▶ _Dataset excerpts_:
%%
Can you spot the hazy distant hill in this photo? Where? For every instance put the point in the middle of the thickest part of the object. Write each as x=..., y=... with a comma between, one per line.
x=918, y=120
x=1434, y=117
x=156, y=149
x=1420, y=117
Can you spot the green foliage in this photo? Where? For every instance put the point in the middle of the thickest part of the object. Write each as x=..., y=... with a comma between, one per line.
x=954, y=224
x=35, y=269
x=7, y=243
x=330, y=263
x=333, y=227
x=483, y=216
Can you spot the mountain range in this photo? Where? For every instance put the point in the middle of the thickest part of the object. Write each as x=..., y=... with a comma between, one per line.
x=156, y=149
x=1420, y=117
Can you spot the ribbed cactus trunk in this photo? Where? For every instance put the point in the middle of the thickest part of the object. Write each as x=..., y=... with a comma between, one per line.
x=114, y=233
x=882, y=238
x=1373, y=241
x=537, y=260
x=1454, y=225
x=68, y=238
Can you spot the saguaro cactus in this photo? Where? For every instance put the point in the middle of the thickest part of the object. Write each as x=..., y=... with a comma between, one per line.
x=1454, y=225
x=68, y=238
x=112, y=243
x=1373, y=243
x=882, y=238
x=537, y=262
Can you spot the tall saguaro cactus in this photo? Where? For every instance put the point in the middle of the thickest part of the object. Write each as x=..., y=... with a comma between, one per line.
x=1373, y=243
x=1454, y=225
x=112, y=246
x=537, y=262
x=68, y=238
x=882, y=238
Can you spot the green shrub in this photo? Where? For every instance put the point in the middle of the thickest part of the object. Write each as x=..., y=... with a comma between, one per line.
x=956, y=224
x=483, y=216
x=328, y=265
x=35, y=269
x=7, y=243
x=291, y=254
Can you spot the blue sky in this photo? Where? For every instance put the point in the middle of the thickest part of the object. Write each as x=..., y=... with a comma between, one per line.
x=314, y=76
%%
▶ _Your goal_:
Using the same words as the original, repeat the records above.

▶ _Written response_:
Can you spot the hazy distant hill in this photo? Where? For every instance put the point in the middle of the thickest part of the object. Write each as x=..., y=... with a comma between, one per line.
x=918, y=120
x=1434, y=117
x=156, y=149
x=1420, y=117
Can you spot the green foliage in this photo? Where? For every instance put the point in the middle of the thickest part of the object. Write each as x=..., y=... with a comma between, one per line.
x=954, y=224
x=35, y=269
x=7, y=243
x=330, y=263
x=333, y=227
x=483, y=216
Can you spot the mountain range in this photo? Where? For every instance put the point in the middle of the thickest part of the object. Write each as x=..., y=... with a comma between, one per line.
x=156, y=149
x=1420, y=117
Can you spot the ribbed cactus trunk in this photo? Where? For every instance put the point in the middle of the thickest part of the object. Write each as x=..., y=... with a comma between, one per line.
x=114, y=233
x=882, y=238
x=1373, y=241
x=537, y=260
x=1454, y=225
x=68, y=238
Can you spot the saguaro cactus in this photo? Where? For every instance put the point in the middle of the thickest part of the object. Write each as x=..., y=... with a comma between, one per line.
x=1454, y=225
x=68, y=238
x=112, y=243
x=1373, y=243
x=882, y=238
x=537, y=262
Can you spot the tall saguaro cactus in this photo? Where? For every instance put the point in the middle of the thickest part of the object. Write each as x=..., y=... with a comma between, one per line.
x=1373, y=243
x=1454, y=225
x=112, y=246
x=537, y=262
x=68, y=238
x=882, y=238
Can you spot the green shrub in this photo? Where? For every instance put the point in the middle of the thickest part of the object. Write each as x=..., y=... with a comma between, one per line.
x=956, y=224
x=483, y=216
x=328, y=265
x=35, y=269
x=7, y=243
x=291, y=254
Can you spot the blue sky in this photo? Where? For every instance put the point in the middle of the thickest part of the object. Write each as x=..., y=... with a comma between, one per line.
x=314, y=76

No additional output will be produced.